_Objective_. Render the material below as a numbered list, starting at the line that contains "Cam-trap alert: motion was detected. Identify laptop lid" and ending at the line that contains "258, 102, 315, 156". Include only those lines and leave out any blank lines.

═══ Supplied entries ═══

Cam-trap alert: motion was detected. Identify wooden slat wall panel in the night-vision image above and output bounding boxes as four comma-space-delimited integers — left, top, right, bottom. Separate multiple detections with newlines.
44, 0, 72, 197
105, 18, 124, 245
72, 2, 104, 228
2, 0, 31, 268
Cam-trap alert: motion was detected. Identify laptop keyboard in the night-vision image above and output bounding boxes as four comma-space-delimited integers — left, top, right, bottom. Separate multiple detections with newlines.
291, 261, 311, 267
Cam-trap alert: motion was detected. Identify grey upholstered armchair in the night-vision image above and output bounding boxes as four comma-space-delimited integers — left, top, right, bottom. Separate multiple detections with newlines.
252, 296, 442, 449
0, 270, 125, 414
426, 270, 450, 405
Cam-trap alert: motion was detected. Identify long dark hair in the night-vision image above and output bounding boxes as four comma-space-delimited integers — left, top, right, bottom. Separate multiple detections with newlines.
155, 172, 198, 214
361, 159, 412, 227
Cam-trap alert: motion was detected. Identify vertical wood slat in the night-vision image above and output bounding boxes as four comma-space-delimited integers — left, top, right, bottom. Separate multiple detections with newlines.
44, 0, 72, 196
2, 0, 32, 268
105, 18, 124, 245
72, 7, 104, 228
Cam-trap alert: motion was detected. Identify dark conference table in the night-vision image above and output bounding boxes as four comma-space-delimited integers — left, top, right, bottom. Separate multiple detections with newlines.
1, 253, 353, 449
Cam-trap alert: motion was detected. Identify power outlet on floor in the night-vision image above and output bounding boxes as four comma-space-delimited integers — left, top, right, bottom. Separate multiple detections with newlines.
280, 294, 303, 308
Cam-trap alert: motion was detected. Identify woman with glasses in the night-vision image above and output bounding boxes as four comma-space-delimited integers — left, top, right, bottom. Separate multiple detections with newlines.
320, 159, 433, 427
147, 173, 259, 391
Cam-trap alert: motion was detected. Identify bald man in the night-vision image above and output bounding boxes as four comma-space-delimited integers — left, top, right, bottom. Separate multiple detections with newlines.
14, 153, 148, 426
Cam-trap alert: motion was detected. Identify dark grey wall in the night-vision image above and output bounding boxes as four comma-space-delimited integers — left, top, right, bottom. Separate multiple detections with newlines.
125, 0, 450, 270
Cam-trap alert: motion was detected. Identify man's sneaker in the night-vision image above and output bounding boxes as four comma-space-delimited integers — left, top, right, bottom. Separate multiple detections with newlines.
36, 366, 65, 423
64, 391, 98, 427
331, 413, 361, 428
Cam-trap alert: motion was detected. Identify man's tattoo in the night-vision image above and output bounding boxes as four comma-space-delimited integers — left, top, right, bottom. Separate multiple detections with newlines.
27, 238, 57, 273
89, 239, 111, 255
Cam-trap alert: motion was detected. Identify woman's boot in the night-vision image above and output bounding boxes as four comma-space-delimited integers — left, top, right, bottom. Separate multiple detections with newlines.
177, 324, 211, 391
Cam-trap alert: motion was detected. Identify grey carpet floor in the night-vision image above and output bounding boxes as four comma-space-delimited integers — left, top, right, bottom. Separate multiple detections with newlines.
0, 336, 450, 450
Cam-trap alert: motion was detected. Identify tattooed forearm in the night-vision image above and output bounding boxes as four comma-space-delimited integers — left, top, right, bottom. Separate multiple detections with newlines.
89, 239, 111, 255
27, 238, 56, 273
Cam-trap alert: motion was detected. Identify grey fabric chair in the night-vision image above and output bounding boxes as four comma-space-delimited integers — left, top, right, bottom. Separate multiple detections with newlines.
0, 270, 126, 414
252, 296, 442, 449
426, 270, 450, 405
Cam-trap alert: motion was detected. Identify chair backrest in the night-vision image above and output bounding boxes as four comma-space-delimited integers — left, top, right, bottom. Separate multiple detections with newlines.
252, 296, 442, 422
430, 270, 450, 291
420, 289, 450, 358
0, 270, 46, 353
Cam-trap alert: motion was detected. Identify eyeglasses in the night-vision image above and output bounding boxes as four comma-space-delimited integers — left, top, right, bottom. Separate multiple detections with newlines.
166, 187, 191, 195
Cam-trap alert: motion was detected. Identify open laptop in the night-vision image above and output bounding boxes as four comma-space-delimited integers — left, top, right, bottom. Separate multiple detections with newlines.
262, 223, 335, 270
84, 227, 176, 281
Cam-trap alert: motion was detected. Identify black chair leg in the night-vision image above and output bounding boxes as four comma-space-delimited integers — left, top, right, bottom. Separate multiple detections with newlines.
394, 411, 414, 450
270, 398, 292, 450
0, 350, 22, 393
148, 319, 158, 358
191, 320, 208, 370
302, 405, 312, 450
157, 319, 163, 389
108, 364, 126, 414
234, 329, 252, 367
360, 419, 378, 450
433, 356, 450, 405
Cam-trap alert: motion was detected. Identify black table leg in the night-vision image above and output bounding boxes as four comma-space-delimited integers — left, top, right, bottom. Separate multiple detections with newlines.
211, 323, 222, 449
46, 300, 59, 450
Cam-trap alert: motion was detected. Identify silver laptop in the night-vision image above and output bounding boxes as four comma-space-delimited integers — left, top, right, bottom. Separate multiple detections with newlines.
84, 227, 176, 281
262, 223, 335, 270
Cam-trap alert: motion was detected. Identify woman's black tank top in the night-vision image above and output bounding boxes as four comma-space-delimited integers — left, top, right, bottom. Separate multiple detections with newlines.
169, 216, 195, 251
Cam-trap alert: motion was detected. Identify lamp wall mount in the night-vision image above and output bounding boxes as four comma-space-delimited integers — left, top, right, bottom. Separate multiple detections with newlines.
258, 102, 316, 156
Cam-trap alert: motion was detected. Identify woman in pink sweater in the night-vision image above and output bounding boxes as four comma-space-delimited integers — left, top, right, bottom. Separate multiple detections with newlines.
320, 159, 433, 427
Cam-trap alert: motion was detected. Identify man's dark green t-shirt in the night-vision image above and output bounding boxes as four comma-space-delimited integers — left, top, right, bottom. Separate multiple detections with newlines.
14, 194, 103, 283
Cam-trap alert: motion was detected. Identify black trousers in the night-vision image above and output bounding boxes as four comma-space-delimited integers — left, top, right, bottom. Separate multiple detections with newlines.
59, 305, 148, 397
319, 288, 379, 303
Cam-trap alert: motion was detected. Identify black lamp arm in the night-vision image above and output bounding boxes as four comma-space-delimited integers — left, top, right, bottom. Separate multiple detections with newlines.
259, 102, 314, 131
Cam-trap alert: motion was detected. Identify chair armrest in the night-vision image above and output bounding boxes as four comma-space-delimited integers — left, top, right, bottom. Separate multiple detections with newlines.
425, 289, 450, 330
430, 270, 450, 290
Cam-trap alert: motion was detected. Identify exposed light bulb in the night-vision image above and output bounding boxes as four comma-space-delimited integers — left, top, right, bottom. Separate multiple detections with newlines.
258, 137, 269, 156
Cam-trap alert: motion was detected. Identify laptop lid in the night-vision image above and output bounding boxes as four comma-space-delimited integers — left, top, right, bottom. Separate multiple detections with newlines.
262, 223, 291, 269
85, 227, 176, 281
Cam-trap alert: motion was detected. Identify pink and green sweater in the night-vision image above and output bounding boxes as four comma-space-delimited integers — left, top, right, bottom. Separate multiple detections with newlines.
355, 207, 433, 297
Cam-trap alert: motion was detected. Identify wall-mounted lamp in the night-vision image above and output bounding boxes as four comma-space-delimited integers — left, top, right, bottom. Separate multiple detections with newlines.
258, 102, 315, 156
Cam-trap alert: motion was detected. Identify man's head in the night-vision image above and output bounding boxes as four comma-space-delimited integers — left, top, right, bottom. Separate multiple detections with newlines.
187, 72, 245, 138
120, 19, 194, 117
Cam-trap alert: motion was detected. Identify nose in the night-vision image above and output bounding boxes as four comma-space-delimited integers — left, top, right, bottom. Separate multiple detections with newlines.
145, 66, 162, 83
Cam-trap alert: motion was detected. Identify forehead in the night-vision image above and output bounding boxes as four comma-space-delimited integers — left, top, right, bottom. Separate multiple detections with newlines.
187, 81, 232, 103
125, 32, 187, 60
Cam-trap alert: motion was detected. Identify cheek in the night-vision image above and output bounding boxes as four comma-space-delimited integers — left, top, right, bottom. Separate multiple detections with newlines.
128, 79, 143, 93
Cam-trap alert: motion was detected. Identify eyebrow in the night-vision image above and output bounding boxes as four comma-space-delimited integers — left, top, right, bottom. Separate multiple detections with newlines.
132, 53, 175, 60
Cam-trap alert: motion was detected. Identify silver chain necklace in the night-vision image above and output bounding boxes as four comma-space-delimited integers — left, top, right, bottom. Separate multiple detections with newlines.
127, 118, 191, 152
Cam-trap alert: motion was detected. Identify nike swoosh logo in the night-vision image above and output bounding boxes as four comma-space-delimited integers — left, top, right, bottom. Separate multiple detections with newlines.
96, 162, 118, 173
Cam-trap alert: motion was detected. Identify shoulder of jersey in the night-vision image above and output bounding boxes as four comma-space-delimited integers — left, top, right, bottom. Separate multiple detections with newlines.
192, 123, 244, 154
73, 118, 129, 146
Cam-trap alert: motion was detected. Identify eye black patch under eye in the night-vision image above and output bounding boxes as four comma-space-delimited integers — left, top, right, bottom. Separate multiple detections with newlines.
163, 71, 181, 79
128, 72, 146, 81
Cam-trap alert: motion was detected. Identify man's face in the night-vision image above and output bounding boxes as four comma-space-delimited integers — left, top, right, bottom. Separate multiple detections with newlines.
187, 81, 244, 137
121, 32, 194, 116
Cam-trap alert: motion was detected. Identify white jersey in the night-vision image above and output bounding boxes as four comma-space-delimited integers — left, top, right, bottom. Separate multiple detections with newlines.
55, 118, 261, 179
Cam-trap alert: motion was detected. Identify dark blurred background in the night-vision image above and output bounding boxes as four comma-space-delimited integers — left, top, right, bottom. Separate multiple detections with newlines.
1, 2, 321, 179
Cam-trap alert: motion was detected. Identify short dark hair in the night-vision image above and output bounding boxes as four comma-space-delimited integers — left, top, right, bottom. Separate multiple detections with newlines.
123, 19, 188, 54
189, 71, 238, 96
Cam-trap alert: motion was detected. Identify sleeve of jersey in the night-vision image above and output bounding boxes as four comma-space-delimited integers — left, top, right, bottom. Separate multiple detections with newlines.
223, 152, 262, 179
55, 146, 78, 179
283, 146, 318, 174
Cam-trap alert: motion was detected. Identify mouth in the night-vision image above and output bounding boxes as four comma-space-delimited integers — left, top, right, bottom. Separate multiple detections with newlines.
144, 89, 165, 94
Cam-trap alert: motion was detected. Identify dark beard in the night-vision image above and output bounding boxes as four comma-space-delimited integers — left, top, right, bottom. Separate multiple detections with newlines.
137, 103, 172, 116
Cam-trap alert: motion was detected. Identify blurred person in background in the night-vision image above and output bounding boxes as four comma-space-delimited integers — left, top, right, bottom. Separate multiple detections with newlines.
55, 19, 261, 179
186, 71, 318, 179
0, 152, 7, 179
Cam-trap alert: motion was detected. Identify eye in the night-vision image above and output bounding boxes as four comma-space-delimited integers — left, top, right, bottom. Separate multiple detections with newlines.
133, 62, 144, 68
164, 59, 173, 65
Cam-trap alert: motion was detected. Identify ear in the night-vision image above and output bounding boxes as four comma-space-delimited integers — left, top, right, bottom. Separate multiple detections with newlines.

═══

_Result_.
1. Cam-trap alert: motion was detected. Identify laptop lid in the night-vision image above and output bounding boxes as four comma-space-delimited integers — left, top, right, bottom. Separate multiple detections with newlines.
2. 262, 223, 291, 269
3. 85, 227, 176, 281
4. Cam-trap alert: motion was detected. Identify pink and green sweater in the night-vision image above and output bounding boxes as four comma-space-delimited integers — left, top, right, bottom. Separate multiple detections with newlines.
5. 355, 207, 433, 297
6. Cam-trap alert: motion was detected. Identify wall-mounted lamp in the night-vision image above and output bounding boxes as four comma-space-delimited integers — left, top, right, bottom. Separate multiple detections with newlines.
7. 258, 102, 315, 156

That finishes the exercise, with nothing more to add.